── DATA SUPPLIED ──

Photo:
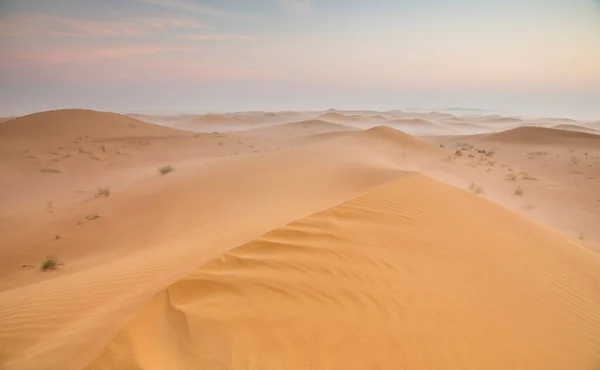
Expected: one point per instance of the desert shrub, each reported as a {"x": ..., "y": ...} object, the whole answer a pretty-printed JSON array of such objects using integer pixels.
[
  {"x": 475, "y": 188},
  {"x": 49, "y": 263},
  {"x": 165, "y": 169},
  {"x": 103, "y": 192}
]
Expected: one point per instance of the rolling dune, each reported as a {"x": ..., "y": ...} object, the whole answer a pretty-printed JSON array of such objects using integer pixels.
[
  {"x": 539, "y": 135},
  {"x": 294, "y": 129},
  {"x": 382, "y": 281},
  {"x": 296, "y": 245},
  {"x": 52, "y": 128}
]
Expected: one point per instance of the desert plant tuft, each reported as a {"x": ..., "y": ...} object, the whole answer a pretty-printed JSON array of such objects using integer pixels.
[
  {"x": 103, "y": 192},
  {"x": 166, "y": 169},
  {"x": 475, "y": 189},
  {"x": 50, "y": 263}
]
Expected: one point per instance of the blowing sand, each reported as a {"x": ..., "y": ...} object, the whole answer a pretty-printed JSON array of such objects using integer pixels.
[{"x": 299, "y": 240}]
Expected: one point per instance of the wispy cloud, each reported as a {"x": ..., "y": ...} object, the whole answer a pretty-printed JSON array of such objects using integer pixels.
[
  {"x": 31, "y": 24},
  {"x": 216, "y": 36},
  {"x": 58, "y": 56},
  {"x": 296, "y": 6},
  {"x": 187, "y": 6}
]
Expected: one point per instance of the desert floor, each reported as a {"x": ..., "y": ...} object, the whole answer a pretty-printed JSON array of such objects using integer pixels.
[{"x": 299, "y": 240}]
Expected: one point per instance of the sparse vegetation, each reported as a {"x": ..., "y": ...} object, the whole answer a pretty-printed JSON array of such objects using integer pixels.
[
  {"x": 573, "y": 161},
  {"x": 475, "y": 188},
  {"x": 165, "y": 169},
  {"x": 49, "y": 263},
  {"x": 103, "y": 192}
]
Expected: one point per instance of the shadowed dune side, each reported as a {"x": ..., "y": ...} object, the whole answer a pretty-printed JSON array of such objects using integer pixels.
[
  {"x": 543, "y": 135},
  {"x": 294, "y": 129},
  {"x": 414, "y": 274},
  {"x": 578, "y": 128},
  {"x": 47, "y": 129},
  {"x": 154, "y": 234}
]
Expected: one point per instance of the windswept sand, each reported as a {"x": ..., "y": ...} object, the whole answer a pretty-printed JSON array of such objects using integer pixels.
[{"x": 298, "y": 240}]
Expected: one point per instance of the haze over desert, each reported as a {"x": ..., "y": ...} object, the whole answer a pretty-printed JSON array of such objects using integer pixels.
[{"x": 299, "y": 185}]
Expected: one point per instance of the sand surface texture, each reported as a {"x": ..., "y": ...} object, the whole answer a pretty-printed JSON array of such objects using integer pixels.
[{"x": 299, "y": 240}]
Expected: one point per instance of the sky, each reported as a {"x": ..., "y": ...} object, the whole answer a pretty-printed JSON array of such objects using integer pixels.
[{"x": 534, "y": 57}]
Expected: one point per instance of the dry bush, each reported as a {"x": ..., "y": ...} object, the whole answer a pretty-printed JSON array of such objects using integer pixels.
[
  {"x": 103, "y": 192},
  {"x": 165, "y": 169}
]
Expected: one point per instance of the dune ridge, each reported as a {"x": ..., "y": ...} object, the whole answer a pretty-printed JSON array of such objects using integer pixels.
[
  {"x": 55, "y": 127},
  {"x": 345, "y": 278},
  {"x": 545, "y": 135},
  {"x": 297, "y": 243}
]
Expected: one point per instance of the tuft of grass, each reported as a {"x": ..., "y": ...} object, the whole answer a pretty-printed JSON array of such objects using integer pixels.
[
  {"x": 103, "y": 192},
  {"x": 165, "y": 169},
  {"x": 475, "y": 188},
  {"x": 50, "y": 263}
]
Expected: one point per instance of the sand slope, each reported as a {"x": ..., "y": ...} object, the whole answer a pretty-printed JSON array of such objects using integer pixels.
[
  {"x": 382, "y": 281},
  {"x": 317, "y": 251},
  {"x": 58, "y": 127},
  {"x": 294, "y": 129},
  {"x": 539, "y": 135}
]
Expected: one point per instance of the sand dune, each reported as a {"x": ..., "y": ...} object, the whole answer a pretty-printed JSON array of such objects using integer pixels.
[
  {"x": 294, "y": 129},
  {"x": 411, "y": 122},
  {"x": 297, "y": 245},
  {"x": 356, "y": 281},
  {"x": 52, "y": 128},
  {"x": 529, "y": 134},
  {"x": 577, "y": 128},
  {"x": 336, "y": 116}
]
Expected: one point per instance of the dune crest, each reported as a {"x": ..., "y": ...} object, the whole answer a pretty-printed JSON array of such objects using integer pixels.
[
  {"x": 546, "y": 135},
  {"x": 351, "y": 278}
]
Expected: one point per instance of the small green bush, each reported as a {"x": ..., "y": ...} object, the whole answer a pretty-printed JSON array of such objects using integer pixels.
[
  {"x": 165, "y": 169},
  {"x": 103, "y": 192},
  {"x": 50, "y": 263}
]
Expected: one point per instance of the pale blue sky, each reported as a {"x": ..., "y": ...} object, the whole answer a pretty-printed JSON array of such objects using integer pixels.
[{"x": 532, "y": 57}]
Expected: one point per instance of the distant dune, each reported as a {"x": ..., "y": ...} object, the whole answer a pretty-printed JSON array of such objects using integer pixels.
[
  {"x": 301, "y": 128},
  {"x": 401, "y": 139},
  {"x": 64, "y": 126},
  {"x": 495, "y": 118},
  {"x": 530, "y": 134},
  {"x": 217, "y": 118},
  {"x": 577, "y": 128},
  {"x": 411, "y": 122},
  {"x": 334, "y": 116},
  {"x": 297, "y": 243}
]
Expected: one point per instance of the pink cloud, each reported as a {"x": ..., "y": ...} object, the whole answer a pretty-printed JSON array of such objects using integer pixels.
[
  {"x": 187, "y": 6},
  {"x": 216, "y": 36},
  {"x": 30, "y": 24}
]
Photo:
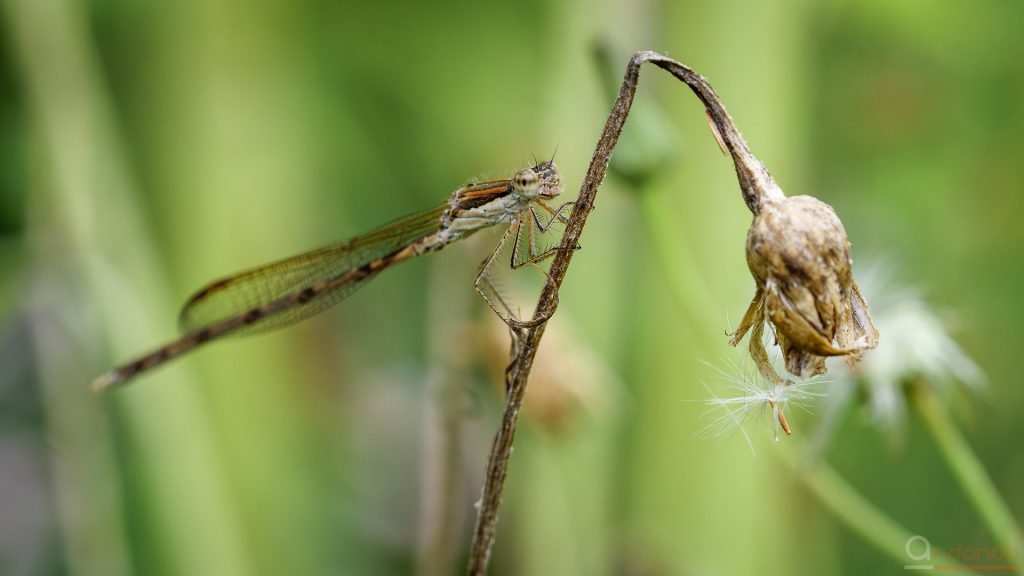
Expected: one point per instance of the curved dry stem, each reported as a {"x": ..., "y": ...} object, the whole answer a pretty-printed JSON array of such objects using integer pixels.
[{"x": 757, "y": 186}]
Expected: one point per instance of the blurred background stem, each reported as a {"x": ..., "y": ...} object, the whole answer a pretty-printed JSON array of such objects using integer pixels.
[
  {"x": 969, "y": 471},
  {"x": 850, "y": 507}
]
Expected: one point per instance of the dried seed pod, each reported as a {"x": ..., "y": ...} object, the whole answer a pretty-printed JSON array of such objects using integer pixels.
[{"x": 799, "y": 254}]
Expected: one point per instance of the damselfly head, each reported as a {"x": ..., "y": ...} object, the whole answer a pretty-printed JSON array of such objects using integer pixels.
[{"x": 542, "y": 180}]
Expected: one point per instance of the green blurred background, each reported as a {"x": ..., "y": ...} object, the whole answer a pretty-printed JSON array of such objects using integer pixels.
[{"x": 147, "y": 148}]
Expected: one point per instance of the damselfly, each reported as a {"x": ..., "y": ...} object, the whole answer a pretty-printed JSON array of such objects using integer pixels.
[{"x": 288, "y": 291}]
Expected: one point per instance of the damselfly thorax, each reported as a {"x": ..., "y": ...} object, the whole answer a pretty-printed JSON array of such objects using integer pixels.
[{"x": 294, "y": 289}]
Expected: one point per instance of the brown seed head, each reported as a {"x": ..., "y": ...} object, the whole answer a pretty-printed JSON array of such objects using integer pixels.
[{"x": 799, "y": 254}]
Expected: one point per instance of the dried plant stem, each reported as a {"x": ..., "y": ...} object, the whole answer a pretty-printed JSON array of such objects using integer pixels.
[
  {"x": 756, "y": 184},
  {"x": 969, "y": 471}
]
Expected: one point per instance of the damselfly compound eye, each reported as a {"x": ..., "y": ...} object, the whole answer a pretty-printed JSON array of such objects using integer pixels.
[{"x": 526, "y": 181}]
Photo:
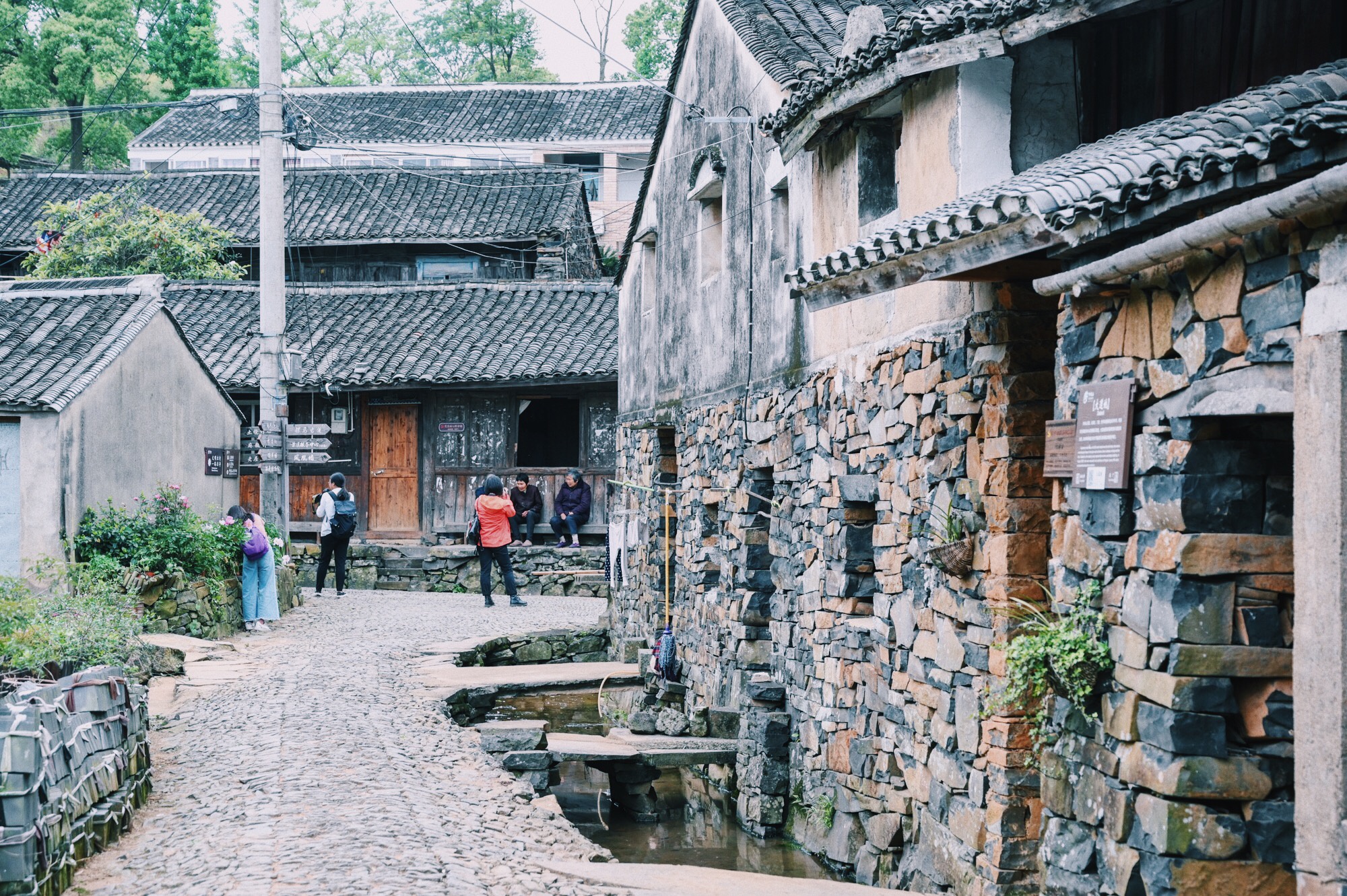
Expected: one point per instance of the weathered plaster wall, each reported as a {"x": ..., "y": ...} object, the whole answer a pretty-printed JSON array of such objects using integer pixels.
[
  {"x": 692, "y": 339},
  {"x": 41, "y": 474},
  {"x": 145, "y": 420}
]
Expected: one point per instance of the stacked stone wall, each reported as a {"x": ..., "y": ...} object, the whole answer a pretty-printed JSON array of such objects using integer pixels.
[
  {"x": 207, "y": 610},
  {"x": 75, "y": 762},
  {"x": 826, "y": 584},
  {"x": 455, "y": 568},
  {"x": 1185, "y": 782}
]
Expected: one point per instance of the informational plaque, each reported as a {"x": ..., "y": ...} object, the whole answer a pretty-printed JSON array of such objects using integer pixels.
[
  {"x": 215, "y": 462},
  {"x": 1059, "y": 450},
  {"x": 1104, "y": 435}
]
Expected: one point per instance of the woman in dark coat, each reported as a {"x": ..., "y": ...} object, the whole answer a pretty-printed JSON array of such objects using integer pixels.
[{"x": 572, "y": 509}]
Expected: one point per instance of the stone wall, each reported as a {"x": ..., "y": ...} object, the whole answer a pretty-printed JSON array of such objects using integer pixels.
[
  {"x": 531, "y": 649},
  {"x": 203, "y": 610},
  {"x": 456, "y": 568},
  {"x": 1185, "y": 782},
  {"x": 802, "y": 552},
  {"x": 75, "y": 762}
]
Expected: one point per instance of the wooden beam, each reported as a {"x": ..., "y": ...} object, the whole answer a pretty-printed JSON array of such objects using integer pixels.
[{"x": 987, "y": 249}]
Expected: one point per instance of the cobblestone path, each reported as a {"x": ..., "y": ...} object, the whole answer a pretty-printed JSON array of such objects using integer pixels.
[{"x": 325, "y": 769}]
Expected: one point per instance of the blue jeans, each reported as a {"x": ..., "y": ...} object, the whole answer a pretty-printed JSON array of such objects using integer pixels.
[
  {"x": 502, "y": 557},
  {"x": 570, "y": 525},
  {"x": 259, "y": 587}
]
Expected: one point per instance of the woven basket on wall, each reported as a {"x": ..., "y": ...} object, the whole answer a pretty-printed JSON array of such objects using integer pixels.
[{"x": 954, "y": 557}]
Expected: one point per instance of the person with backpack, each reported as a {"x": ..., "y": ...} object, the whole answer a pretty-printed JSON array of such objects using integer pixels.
[
  {"x": 259, "y": 572},
  {"x": 492, "y": 536},
  {"x": 337, "y": 512}
]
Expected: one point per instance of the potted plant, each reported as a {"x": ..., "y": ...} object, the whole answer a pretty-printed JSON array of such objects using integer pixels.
[
  {"x": 1063, "y": 654},
  {"x": 952, "y": 549}
]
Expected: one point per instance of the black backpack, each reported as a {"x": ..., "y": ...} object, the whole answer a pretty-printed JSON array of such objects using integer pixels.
[{"x": 344, "y": 521}]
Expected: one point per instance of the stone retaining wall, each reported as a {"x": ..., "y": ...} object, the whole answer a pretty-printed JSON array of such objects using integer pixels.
[
  {"x": 75, "y": 762},
  {"x": 867, "y": 743},
  {"x": 1185, "y": 784},
  {"x": 200, "y": 611},
  {"x": 456, "y": 568},
  {"x": 531, "y": 649}
]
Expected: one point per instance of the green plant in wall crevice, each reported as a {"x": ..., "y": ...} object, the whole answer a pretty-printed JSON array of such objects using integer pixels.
[{"x": 1063, "y": 654}]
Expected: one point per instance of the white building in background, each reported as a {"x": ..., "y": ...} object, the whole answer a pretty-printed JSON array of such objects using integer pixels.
[{"x": 604, "y": 131}]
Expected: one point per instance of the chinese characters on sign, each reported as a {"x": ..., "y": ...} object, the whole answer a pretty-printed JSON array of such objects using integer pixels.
[
  {"x": 1104, "y": 435},
  {"x": 1059, "y": 450}
]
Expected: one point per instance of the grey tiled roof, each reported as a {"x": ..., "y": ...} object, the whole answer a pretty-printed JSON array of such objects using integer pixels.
[
  {"x": 410, "y": 333},
  {"x": 59, "y": 335},
  {"x": 348, "y": 205},
  {"x": 430, "y": 114},
  {"x": 799, "y": 39},
  {"x": 911, "y": 23},
  {"x": 1125, "y": 171}
]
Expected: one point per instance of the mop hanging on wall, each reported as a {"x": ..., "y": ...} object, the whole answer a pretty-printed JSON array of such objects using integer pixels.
[{"x": 666, "y": 650}]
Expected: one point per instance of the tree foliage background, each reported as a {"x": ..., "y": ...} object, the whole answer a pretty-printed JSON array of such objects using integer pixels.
[{"x": 115, "y": 234}]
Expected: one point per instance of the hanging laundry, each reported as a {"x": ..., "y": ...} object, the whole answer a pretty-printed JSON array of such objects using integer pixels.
[{"x": 48, "y": 241}]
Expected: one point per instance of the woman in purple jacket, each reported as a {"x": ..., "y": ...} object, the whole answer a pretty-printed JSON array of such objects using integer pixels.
[{"x": 570, "y": 509}]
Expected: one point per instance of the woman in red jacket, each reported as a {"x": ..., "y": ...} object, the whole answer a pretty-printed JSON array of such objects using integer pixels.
[{"x": 494, "y": 513}]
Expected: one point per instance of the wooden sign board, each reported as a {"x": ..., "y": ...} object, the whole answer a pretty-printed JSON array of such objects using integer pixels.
[
  {"x": 1104, "y": 435},
  {"x": 1059, "y": 450},
  {"x": 215, "y": 462}
]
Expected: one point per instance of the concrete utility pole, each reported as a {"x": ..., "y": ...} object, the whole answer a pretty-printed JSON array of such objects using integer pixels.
[{"x": 271, "y": 257}]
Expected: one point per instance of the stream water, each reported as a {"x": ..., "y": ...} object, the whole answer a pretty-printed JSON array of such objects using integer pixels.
[{"x": 697, "y": 820}]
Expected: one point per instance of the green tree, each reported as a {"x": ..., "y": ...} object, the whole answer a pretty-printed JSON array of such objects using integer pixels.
[
  {"x": 483, "y": 40},
  {"x": 69, "y": 53},
  {"x": 184, "y": 47},
  {"x": 111, "y": 236},
  {"x": 651, "y": 34},
  {"x": 362, "y": 44}
]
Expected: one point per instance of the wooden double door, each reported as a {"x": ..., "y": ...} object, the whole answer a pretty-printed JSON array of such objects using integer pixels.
[{"x": 394, "y": 474}]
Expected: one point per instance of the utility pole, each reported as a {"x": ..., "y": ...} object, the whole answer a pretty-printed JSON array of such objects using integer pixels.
[{"x": 271, "y": 261}]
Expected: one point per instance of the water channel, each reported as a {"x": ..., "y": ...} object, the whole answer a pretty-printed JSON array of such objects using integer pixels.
[{"x": 697, "y": 820}]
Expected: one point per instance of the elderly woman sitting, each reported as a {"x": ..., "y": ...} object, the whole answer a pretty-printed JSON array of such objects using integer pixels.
[{"x": 570, "y": 509}]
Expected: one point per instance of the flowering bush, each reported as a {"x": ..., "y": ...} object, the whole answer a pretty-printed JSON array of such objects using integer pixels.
[
  {"x": 81, "y": 618},
  {"x": 164, "y": 535}
]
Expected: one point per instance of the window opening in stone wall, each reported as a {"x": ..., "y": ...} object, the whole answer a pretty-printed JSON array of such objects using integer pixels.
[
  {"x": 666, "y": 462},
  {"x": 549, "y": 432},
  {"x": 712, "y": 237},
  {"x": 859, "y": 549},
  {"x": 876, "y": 163}
]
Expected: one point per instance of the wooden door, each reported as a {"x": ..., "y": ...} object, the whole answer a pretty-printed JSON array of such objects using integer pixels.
[{"x": 394, "y": 482}]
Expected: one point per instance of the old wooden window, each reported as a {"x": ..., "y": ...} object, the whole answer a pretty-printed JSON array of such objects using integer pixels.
[
  {"x": 876, "y": 168},
  {"x": 549, "y": 432}
]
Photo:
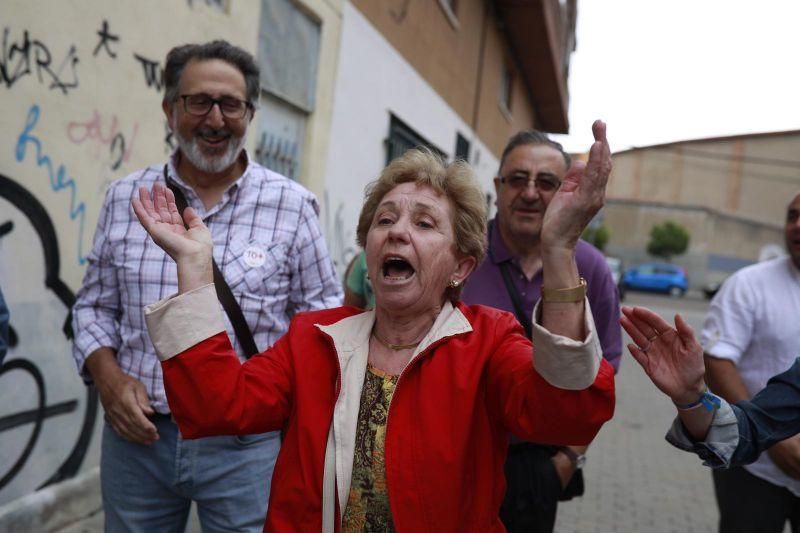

───

## AIM OF THE TASK
Tally the lines of the material above that contain the string "green", counting only matches in the same case, and reply with the number alone.

## FULL RESPONSE
4